-- Begin --

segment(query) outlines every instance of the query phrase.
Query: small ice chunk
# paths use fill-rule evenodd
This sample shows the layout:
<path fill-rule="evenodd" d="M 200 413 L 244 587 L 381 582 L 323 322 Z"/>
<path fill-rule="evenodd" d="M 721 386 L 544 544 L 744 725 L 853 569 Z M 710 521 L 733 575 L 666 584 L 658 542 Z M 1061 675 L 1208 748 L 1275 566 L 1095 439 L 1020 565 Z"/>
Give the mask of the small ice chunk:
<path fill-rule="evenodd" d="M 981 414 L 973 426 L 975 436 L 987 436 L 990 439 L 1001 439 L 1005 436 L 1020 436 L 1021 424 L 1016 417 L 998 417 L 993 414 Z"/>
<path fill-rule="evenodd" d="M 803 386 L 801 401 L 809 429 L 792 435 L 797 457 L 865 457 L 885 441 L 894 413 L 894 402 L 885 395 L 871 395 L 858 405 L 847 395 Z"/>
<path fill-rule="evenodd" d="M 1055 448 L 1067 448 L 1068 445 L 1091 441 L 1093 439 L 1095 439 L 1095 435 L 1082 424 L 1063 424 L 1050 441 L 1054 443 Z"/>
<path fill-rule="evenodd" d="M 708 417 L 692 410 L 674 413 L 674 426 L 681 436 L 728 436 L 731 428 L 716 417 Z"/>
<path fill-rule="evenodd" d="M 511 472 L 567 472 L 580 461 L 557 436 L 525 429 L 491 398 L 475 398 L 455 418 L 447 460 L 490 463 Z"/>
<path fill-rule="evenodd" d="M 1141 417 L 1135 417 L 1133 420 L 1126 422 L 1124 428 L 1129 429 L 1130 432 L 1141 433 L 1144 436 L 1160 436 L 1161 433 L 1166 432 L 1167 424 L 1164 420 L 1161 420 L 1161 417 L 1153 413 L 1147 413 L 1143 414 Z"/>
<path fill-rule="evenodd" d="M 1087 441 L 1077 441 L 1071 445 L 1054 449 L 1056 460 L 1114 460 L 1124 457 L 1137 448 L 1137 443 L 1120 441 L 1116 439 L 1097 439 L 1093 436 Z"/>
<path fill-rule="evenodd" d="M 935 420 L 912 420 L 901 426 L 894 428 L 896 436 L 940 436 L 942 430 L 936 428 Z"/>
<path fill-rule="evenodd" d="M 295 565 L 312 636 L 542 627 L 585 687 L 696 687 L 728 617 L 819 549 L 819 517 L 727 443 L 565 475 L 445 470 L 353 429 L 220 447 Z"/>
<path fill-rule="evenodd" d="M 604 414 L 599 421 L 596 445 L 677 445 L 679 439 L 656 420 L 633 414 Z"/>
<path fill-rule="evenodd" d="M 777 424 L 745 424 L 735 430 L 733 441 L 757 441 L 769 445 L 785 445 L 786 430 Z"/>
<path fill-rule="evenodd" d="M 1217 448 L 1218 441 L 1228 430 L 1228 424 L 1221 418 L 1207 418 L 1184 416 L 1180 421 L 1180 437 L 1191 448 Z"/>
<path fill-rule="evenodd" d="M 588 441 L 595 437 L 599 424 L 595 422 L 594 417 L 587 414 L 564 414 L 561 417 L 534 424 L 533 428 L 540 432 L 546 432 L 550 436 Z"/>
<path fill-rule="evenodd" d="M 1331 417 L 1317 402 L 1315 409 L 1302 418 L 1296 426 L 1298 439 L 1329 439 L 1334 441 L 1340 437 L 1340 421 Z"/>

-- End --

Present the data above as a Markdown table with a column "Row" for the row number and a column "Line" for each line, skipping any blank lines.

## COMPLETE ANSWER
| Row | Line |
|---|---|
| 1 | segment(query) outlines every instance of the query phrase. |
| 2 | Query: small ice chunk |
| 3 | # paths use fill-rule evenodd |
| 4 | This sample shows the layout: |
| 5 | <path fill-rule="evenodd" d="M 200 413 L 244 587 L 381 582 L 323 322 Z"/> |
| 6 | <path fill-rule="evenodd" d="M 721 386 L 544 544 L 744 725 L 853 569 Z M 710 521 L 733 575 L 666 584 L 658 542 Z M 1061 675 L 1208 748 L 1275 566 L 1095 439 L 1020 565 Z"/> |
| 7 | Give the mask of the small ice chunk: |
| 8 | <path fill-rule="evenodd" d="M 981 414 L 973 426 L 975 436 L 987 436 L 990 439 L 1001 439 L 1005 436 L 1020 436 L 1021 424 L 1016 417 L 998 417 L 993 414 Z"/> |
| 9 | <path fill-rule="evenodd" d="M 803 386 L 801 401 L 809 429 L 792 435 L 797 457 L 865 457 L 885 441 L 894 413 L 894 402 L 885 395 L 871 395 L 858 405 L 847 395 Z"/> |
| 10 | <path fill-rule="evenodd" d="M 1055 448 L 1067 448 L 1068 445 L 1091 441 L 1093 439 L 1095 439 L 1095 435 L 1082 424 L 1063 424 L 1050 441 L 1054 443 Z"/> |
| 11 | <path fill-rule="evenodd" d="M 708 417 L 692 410 L 674 413 L 674 426 L 681 436 L 728 436 L 731 428 L 716 417 Z"/> |
| 12 | <path fill-rule="evenodd" d="M 511 472 L 567 472 L 580 461 L 557 436 L 525 429 L 491 398 L 475 398 L 455 418 L 447 460 L 490 463 Z"/> |
| 13 | <path fill-rule="evenodd" d="M 1141 417 L 1135 417 L 1133 420 L 1126 422 L 1124 428 L 1129 429 L 1130 432 L 1141 433 L 1144 436 L 1160 436 L 1161 433 L 1166 432 L 1167 424 L 1164 420 L 1161 420 L 1161 417 L 1153 413 L 1147 413 L 1143 414 Z"/> |
| 14 | <path fill-rule="evenodd" d="M 1087 441 L 1077 441 L 1071 445 L 1054 449 L 1056 460 L 1114 460 L 1124 457 L 1137 448 L 1137 443 L 1120 441 L 1116 439 L 1097 439 L 1093 436 Z"/> |
| 15 | <path fill-rule="evenodd" d="M 935 420 L 912 420 L 901 426 L 894 428 L 896 436 L 940 436 L 942 430 L 936 428 Z"/> |
| 16 | <path fill-rule="evenodd" d="M 295 565 L 312 636 L 542 627 L 585 687 L 696 687 L 728 617 L 819 549 L 819 517 L 727 443 L 565 475 L 445 470 L 353 429 L 220 447 Z"/> |
| 17 | <path fill-rule="evenodd" d="M 604 414 L 599 421 L 596 445 L 677 445 L 679 439 L 656 420 L 633 414 Z"/> |
| 18 | <path fill-rule="evenodd" d="M 777 424 L 745 424 L 735 430 L 733 441 L 757 441 L 769 445 L 785 445 L 786 430 Z"/> |
| 19 | <path fill-rule="evenodd" d="M 1217 448 L 1218 441 L 1228 430 L 1228 424 L 1221 418 L 1207 418 L 1184 416 L 1180 421 L 1180 437 L 1191 448 Z"/> |
| 20 | <path fill-rule="evenodd" d="M 588 441 L 595 437 L 599 424 L 595 422 L 594 417 L 587 414 L 564 414 L 561 417 L 534 424 L 533 428 L 540 432 L 546 432 L 550 436 Z"/> |
| 21 | <path fill-rule="evenodd" d="M 1331 417 L 1317 402 L 1315 409 L 1302 418 L 1296 426 L 1298 439 L 1329 439 L 1334 441 L 1340 437 L 1340 421 Z"/> |